• Your objective
A single figure is expected: how many lines of the data that follows contain the word "blue".

(Extracted entries begins)

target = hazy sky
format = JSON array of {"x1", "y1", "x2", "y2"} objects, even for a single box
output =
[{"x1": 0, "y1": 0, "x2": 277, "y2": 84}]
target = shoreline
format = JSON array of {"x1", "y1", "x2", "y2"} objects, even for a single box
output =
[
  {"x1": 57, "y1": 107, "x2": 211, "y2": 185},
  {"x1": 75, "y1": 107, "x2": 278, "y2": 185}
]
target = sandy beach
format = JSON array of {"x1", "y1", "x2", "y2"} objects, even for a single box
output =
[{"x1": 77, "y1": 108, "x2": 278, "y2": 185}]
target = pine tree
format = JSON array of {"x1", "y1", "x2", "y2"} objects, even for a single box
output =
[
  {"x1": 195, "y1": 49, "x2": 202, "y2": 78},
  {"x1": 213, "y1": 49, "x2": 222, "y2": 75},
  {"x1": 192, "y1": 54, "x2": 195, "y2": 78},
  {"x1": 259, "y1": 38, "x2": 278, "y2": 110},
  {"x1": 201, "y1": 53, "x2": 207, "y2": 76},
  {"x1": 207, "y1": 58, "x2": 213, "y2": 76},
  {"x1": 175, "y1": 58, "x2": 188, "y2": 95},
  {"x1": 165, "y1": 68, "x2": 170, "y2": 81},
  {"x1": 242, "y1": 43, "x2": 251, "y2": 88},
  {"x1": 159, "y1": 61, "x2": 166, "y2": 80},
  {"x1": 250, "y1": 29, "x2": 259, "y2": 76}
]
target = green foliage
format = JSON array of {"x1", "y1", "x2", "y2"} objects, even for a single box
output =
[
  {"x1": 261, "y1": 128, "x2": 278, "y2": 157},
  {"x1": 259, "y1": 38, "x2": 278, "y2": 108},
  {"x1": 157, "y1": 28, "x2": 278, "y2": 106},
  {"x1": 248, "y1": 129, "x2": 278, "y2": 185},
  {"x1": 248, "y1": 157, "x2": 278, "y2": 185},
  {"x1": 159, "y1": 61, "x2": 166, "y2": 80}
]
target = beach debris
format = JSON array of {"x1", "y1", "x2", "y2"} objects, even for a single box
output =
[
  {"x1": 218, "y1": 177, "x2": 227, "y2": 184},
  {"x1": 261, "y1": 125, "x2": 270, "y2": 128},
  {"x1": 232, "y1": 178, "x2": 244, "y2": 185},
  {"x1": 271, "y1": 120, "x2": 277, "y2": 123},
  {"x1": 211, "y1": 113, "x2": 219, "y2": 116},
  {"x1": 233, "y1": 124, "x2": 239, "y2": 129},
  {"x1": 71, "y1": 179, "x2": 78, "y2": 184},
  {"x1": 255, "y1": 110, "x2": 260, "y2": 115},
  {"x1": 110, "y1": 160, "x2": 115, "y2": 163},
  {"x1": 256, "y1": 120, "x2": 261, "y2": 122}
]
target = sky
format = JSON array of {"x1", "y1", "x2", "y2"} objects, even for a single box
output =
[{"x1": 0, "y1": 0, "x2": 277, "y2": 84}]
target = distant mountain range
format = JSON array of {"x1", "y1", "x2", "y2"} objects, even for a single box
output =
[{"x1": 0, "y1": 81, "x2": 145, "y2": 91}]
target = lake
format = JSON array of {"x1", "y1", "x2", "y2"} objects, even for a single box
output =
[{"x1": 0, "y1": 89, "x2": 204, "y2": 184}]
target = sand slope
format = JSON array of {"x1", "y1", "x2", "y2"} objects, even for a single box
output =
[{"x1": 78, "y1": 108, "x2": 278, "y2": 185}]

(Extracted entries ends)
(Extracted entries begins)

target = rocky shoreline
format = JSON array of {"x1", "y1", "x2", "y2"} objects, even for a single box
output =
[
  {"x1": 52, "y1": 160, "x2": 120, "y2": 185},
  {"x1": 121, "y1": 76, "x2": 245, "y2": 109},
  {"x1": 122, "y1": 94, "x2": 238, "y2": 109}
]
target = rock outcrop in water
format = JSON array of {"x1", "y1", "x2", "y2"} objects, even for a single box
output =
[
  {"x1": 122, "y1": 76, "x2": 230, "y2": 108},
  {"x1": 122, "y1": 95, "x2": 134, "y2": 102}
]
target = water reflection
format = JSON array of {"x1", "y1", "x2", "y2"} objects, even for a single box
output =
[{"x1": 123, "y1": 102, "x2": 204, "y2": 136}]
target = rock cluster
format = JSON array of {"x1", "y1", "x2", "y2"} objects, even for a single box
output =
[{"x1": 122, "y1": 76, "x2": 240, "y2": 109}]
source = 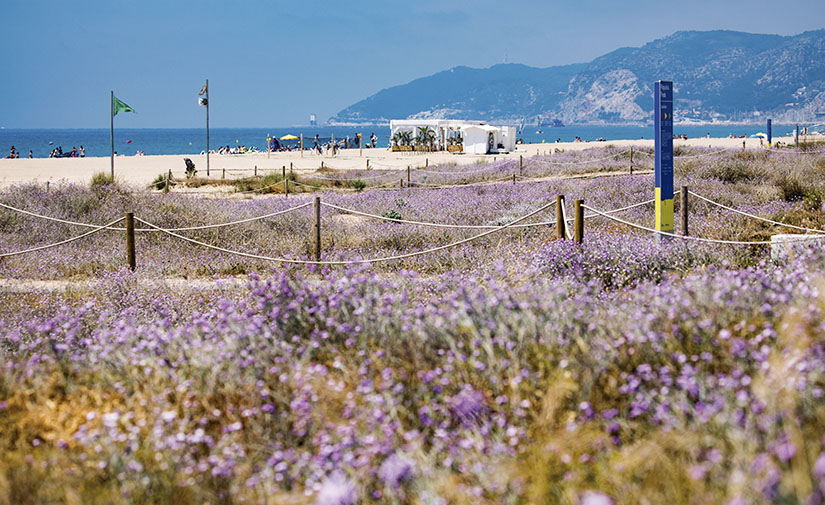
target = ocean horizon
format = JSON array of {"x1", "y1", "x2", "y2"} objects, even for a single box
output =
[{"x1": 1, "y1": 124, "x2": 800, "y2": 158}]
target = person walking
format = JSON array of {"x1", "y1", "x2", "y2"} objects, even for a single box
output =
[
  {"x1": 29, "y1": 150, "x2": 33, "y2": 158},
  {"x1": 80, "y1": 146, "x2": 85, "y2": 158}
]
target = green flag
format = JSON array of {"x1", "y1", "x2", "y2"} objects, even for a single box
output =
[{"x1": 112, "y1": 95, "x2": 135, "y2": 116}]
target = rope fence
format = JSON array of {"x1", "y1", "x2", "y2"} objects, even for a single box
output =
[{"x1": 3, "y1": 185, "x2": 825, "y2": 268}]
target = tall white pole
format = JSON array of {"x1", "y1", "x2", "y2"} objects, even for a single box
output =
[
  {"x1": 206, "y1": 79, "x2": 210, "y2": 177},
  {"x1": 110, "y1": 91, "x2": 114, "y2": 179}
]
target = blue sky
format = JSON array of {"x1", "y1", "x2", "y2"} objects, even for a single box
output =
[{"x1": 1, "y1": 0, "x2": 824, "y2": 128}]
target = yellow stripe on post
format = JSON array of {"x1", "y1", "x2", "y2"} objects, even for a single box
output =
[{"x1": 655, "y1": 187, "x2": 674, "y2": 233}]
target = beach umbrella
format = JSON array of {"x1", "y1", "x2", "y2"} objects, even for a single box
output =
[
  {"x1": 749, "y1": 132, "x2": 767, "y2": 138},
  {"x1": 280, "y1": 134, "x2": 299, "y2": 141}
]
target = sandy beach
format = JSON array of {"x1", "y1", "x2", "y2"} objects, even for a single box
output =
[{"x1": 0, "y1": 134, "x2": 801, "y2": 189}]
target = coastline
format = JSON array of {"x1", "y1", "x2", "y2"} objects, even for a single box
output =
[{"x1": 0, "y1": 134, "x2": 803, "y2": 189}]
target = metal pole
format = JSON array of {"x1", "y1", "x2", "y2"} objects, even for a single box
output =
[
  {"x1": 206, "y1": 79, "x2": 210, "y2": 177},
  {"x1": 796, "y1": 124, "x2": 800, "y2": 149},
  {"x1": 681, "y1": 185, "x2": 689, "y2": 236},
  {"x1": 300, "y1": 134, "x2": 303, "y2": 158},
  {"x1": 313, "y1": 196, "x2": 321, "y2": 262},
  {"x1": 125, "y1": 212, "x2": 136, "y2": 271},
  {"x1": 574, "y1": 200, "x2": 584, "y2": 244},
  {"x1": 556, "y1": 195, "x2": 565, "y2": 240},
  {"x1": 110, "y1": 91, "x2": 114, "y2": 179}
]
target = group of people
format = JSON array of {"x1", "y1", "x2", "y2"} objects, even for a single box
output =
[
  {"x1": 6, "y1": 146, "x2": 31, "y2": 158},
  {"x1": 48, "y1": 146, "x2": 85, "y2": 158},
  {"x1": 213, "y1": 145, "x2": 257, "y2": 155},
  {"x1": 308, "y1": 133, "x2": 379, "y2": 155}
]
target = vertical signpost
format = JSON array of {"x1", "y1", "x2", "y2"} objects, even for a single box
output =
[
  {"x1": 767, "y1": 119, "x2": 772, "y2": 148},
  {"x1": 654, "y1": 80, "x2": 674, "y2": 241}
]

(Extracted entries ends)
(Extracted entries begins)

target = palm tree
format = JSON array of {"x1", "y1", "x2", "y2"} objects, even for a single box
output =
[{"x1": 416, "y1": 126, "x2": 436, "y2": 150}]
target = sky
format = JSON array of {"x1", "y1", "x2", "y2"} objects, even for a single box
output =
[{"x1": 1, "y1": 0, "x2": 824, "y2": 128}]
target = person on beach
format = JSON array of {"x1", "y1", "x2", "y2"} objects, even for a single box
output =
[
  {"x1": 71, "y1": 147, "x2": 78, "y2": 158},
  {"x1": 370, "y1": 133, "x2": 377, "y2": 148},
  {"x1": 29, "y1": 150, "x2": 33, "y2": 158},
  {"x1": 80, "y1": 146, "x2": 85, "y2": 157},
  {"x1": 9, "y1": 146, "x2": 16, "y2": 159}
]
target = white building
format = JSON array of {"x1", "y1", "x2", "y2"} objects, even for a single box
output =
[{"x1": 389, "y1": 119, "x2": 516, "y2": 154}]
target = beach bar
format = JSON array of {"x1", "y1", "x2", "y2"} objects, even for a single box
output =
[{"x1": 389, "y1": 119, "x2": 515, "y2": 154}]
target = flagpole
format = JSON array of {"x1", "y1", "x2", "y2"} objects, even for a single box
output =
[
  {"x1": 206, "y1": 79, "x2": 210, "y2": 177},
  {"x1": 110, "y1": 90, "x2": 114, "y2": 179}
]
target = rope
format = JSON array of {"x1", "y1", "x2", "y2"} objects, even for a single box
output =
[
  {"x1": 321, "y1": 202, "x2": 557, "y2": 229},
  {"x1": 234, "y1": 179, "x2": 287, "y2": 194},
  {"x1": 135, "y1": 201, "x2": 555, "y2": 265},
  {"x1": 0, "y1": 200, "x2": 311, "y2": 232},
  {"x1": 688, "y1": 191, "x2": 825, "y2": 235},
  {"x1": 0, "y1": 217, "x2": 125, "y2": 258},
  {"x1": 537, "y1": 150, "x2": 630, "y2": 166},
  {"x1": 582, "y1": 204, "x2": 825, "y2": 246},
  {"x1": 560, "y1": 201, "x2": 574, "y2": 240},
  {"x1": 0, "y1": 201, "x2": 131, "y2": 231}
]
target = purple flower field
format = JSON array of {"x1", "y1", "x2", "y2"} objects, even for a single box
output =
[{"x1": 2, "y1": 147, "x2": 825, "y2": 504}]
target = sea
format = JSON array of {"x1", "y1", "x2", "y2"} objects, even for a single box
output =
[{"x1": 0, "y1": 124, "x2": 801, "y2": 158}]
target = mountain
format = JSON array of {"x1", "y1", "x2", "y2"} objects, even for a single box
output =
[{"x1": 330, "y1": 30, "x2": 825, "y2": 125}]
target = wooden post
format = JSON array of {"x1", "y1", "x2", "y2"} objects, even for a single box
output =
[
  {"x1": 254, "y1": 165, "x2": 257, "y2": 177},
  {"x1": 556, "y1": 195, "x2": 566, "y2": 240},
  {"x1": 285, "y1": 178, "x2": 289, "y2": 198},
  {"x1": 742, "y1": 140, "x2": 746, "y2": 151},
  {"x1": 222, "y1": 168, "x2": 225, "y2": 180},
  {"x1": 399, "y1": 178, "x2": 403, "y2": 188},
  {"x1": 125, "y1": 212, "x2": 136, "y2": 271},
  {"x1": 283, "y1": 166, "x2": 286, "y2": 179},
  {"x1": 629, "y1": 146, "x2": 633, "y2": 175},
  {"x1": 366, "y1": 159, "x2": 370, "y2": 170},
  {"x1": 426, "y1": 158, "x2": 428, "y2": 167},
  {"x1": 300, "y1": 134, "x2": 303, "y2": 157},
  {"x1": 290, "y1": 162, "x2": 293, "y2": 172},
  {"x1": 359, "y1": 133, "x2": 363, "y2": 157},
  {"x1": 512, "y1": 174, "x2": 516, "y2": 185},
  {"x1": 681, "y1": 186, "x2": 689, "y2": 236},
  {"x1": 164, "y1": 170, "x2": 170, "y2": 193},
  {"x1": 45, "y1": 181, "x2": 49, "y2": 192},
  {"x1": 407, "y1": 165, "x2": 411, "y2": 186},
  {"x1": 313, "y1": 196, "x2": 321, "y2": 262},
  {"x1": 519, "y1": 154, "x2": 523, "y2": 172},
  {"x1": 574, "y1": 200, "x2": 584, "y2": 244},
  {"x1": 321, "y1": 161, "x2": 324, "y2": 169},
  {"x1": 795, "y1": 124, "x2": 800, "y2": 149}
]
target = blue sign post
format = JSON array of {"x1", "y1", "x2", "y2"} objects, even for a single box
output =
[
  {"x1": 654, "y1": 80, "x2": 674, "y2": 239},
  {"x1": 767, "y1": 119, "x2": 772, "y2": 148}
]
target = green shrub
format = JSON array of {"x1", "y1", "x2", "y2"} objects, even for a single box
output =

(Extracted entries ends)

• Written reply
2